START Excerpt to read

New Delhi: In a rare incident of the sort, the headmaster of a Madrasa in Kolkata was allegedly beaten up by maulanas for teaching his students India's national anthem. The headmaster, Kazi Masum Akhtar, has been banned from entering the Talpukur Aara High Madrasa in the heart of the state capital.
The irony here is difficult to miss as it was in West Bengal that Nobel laureate Rabindranath Tagore had penned the national anthem ‘Jana Gana Mana'.
The maulanas and clerics of the government recognised school who attacked Akhtar are said to be rooting for ISIS, sources said. A fatwa has also been issued by the clerics against Akhtar prohibiting him to enter the school's precincts till he wore the traditional Muslim attire of kurta and short pyjamas and also grew a beard, the length of which would be decided by the Madrasa's maulanas.
A clean-shaven Akhtar, who dons shirts and trousers, is bemused by the Fatwa. As it turns out, the maulvis have asked him to send photos each week about the progress of his beard. According to them, singing the “Hindu” national anthem and hoisting the Tricolour in an Islamic teaching institution are anti-Islamic.

END Excerpt to read

Carry on the news report about the Kolkata madrasa headmaster, starting right after its final sentence.

START Data excerpts

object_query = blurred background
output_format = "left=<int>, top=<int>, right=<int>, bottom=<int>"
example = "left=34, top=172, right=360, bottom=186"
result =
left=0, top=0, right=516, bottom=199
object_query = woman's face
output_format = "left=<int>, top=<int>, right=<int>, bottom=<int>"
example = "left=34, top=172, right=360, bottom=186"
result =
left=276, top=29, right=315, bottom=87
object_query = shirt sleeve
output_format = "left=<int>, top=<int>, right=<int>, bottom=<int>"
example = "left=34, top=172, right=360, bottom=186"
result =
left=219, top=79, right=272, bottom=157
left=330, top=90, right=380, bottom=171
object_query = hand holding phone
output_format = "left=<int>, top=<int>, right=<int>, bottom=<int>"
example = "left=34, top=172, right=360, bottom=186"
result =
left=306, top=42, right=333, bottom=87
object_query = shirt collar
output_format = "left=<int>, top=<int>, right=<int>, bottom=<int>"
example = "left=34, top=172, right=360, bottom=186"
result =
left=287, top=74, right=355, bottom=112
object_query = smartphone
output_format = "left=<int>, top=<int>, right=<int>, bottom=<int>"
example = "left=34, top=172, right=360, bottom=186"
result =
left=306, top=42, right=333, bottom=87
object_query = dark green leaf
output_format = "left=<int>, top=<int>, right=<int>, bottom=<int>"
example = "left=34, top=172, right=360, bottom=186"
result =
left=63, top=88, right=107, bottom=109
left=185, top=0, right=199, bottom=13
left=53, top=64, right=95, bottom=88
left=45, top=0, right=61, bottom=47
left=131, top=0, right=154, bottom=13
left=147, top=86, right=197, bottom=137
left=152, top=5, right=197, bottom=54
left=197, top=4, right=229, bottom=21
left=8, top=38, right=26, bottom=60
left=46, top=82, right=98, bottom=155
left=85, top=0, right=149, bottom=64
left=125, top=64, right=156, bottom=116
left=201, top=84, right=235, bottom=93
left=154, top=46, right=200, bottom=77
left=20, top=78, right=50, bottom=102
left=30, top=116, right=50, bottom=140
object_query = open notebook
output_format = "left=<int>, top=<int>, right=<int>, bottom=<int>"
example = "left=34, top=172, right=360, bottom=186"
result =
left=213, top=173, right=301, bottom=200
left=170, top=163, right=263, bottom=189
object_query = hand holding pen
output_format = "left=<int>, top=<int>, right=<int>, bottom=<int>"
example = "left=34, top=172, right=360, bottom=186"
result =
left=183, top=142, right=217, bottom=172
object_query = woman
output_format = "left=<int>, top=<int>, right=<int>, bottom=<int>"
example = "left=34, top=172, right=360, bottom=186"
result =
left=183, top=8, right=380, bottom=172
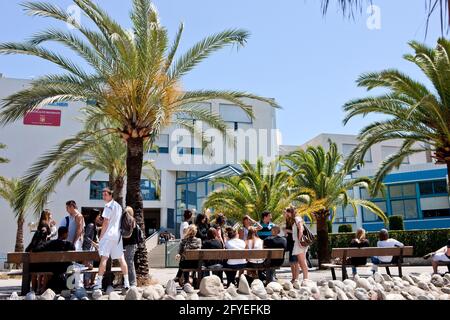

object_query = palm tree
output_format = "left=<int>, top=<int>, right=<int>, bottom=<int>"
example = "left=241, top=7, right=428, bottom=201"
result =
left=284, top=141, right=387, bottom=265
left=203, top=159, right=299, bottom=221
left=29, top=128, right=159, bottom=212
left=0, top=0, right=277, bottom=278
left=0, top=179, right=38, bottom=252
left=344, top=39, right=450, bottom=192
left=0, top=143, right=9, bottom=182
left=322, top=0, right=450, bottom=36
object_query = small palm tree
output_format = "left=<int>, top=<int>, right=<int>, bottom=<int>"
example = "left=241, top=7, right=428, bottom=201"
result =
left=344, top=39, right=450, bottom=192
left=322, top=0, right=450, bottom=34
left=283, top=141, right=387, bottom=265
left=0, top=0, right=277, bottom=278
left=0, top=179, right=38, bottom=252
left=203, top=159, right=298, bottom=221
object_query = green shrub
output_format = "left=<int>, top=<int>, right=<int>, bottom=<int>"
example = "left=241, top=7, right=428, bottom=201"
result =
left=327, top=220, right=333, bottom=233
left=338, top=224, right=353, bottom=233
left=310, top=229, right=450, bottom=258
left=389, top=216, right=405, bottom=230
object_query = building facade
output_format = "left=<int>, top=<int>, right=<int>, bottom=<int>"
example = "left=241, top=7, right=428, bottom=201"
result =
left=296, top=134, right=450, bottom=232
left=0, top=77, right=280, bottom=258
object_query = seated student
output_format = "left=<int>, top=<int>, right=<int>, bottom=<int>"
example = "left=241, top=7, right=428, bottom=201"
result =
left=25, top=226, right=51, bottom=294
left=225, top=227, right=247, bottom=286
left=372, top=229, right=404, bottom=273
left=264, top=226, right=287, bottom=283
left=431, top=239, right=450, bottom=273
left=34, top=227, right=75, bottom=292
left=202, top=228, right=223, bottom=280
left=350, top=228, right=370, bottom=277
left=178, top=224, right=202, bottom=284
left=245, top=227, right=265, bottom=281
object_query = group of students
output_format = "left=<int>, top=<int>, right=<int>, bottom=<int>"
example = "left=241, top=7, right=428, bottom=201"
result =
left=175, top=207, right=308, bottom=286
left=25, top=188, right=142, bottom=292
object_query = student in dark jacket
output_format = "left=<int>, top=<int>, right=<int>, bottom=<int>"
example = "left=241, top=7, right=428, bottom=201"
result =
left=264, top=225, right=287, bottom=283
left=195, top=213, right=209, bottom=242
left=123, top=207, right=139, bottom=287
left=202, top=228, right=223, bottom=280
left=350, top=228, right=370, bottom=277
left=34, top=227, right=75, bottom=292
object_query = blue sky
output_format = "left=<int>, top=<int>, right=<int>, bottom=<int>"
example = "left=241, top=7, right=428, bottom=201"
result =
left=0, top=0, right=440, bottom=144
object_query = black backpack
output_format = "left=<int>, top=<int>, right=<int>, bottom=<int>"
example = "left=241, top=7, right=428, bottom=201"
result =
left=120, top=210, right=136, bottom=239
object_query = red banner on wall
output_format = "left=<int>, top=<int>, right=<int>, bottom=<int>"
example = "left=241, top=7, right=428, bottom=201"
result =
left=23, top=109, right=61, bottom=127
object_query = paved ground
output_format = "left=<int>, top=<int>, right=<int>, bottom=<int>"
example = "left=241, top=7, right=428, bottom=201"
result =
left=0, top=266, right=447, bottom=299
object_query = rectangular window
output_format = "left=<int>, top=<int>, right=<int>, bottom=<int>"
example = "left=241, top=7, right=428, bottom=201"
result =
left=141, top=180, right=159, bottom=201
left=381, top=146, right=409, bottom=164
left=342, top=143, right=372, bottom=162
left=89, top=181, right=109, bottom=200
left=419, top=180, right=447, bottom=196
left=391, top=199, right=417, bottom=219
left=177, top=102, right=212, bottom=120
left=422, top=209, right=450, bottom=218
left=362, top=201, right=387, bottom=222
left=219, top=103, right=252, bottom=123
left=150, top=134, right=169, bottom=153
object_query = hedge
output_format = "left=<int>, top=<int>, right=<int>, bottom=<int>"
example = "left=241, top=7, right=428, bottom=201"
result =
left=310, top=229, right=450, bottom=258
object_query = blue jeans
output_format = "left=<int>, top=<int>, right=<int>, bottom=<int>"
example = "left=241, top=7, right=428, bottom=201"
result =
left=225, top=263, right=247, bottom=286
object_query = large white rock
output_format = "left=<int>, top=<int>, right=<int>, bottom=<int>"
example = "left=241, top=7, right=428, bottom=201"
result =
left=386, top=293, right=405, bottom=300
left=267, top=282, right=283, bottom=292
left=125, top=287, right=142, bottom=300
left=238, top=275, right=252, bottom=294
left=41, top=288, right=56, bottom=300
left=92, top=289, right=103, bottom=300
left=166, top=279, right=178, bottom=297
left=25, top=291, right=36, bottom=300
left=431, top=274, right=445, bottom=287
left=356, top=278, right=373, bottom=291
left=283, top=281, right=294, bottom=291
left=200, top=275, right=224, bottom=297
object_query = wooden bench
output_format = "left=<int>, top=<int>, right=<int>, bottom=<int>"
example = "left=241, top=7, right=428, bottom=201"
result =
left=322, top=247, right=414, bottom=280
left=7, top=251, right=122, bottom=295
left=182, top=249, right=284, bottom=282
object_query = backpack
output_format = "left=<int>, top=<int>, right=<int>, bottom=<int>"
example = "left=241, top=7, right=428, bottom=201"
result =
left=120, top=210, right=136, bottom=239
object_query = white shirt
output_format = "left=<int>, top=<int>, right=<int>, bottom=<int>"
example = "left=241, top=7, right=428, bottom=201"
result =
left=377, top=239, right=404, bottom=263
left=180, top=221, right=189, bottom=239
left=102, top=200, right=122, bottom=241
left=247, top=238, right=264, bottom=263
left=225, top=238, right=247, bottom=265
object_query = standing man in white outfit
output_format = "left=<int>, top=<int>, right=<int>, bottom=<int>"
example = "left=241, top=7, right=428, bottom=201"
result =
left=94, top=188, right=130, bottom=289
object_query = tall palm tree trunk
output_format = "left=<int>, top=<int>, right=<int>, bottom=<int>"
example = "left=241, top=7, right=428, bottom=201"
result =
left=112, top=177, right=124, bottom=207
left=14, top=214, right=25, bottom=252
left=315, top=210, right=331, bottom=267
left=126, top=137, right=148, bottom=281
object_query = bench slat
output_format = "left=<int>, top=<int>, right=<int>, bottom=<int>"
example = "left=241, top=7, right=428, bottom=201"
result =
left=184, top=249, right=284, bottom=260
left=7, top=251, right=100, bottom=264
left=331, top=246, right=414, bottom=258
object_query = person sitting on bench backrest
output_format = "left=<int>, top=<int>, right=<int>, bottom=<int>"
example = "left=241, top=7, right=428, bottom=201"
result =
left=350, top=228, right=370, bottom=276
left=431, top=239, right=450, bottom=273
left=264, top=226, right=287, bottom=283
left=372, top=229, right=404, bottom=273
left=34, top=227, right=75, bottom=292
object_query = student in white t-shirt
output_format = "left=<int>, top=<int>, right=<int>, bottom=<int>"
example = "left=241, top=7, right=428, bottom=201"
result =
left=225, top=227, right=247, bottom=287
left=371, top=229, right=404, bottom=273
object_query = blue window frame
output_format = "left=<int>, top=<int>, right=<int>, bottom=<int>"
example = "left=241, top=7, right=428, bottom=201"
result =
left=89, top=181, right=109, bottom=200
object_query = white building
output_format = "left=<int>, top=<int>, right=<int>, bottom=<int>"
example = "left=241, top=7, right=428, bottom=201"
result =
left=280, top=133, right=450, bottom=232
left=0, top=77, right=279, bottom=257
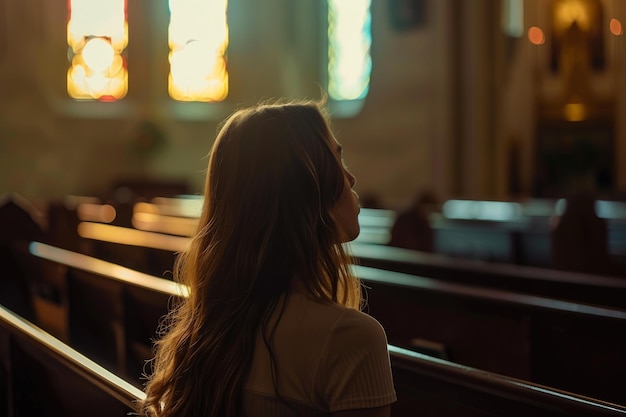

END Data excerpts

= Answer for the task =
Back in March, Akhtar was beaten up by iron rods, in which his skull was split, resulting in a severe head injury that left him in the hospital for months. He has also written to West Bengal Chief Minister Mamata Banerjee, the Governor and the chairman of State Minorities Commission six times, but his pleas have fallen on deaf ears.
Besides his liberal outlook, Akhtar's support for girls' education is also said to have enraged the maulanas. Akhtar started a campaign in which he persuaded the parents of girls to allow them to continue their education and denounce child marriage. Before being assaulted, he had started counselling poor Muslim parents which further agitated the maulvis.
Authorities too appear to have turned a cold shoulder to Akhtar. As it turns out, the Police Commissioner has written to the Minorities Commission saying that he is in no position to provide security to Akhtar since “his presence in the area might lead to communal tension”.